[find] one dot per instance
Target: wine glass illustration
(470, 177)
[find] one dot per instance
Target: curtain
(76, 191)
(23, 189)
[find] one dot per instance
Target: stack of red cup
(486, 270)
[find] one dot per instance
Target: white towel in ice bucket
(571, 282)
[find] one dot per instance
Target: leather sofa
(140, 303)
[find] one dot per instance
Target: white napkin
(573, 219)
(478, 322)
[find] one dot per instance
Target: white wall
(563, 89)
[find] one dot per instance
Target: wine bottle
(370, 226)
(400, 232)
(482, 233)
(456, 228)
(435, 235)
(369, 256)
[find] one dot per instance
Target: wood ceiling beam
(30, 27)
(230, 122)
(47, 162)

### Instructions for the task
Lines from the one containing "Target: stack of red cup" to the end of the data are to be printed exactly, including the first and last.

### Response
Target: stack of red cup
(486, 270)
[find] one dot per instance
Target: white towel in ice bucket
(571, 282)
[find] one dot per instance
Target: leather sofa
(140, 303)
[find] one dot per instance
Target: white napkin
(573, 219)
(478, 322)
[find] one dot per instance
Target: white wall
(563, 89)
[find] one dot per instance
Target: wine bottle
(370, 226)
(400, 232)
(482, 233)
(456, 228)
(435, 235)
(369, 256)
[find] one dot per instance
Target: wood ceiling beam
(30, 27)
(230, 122)
(47, 162)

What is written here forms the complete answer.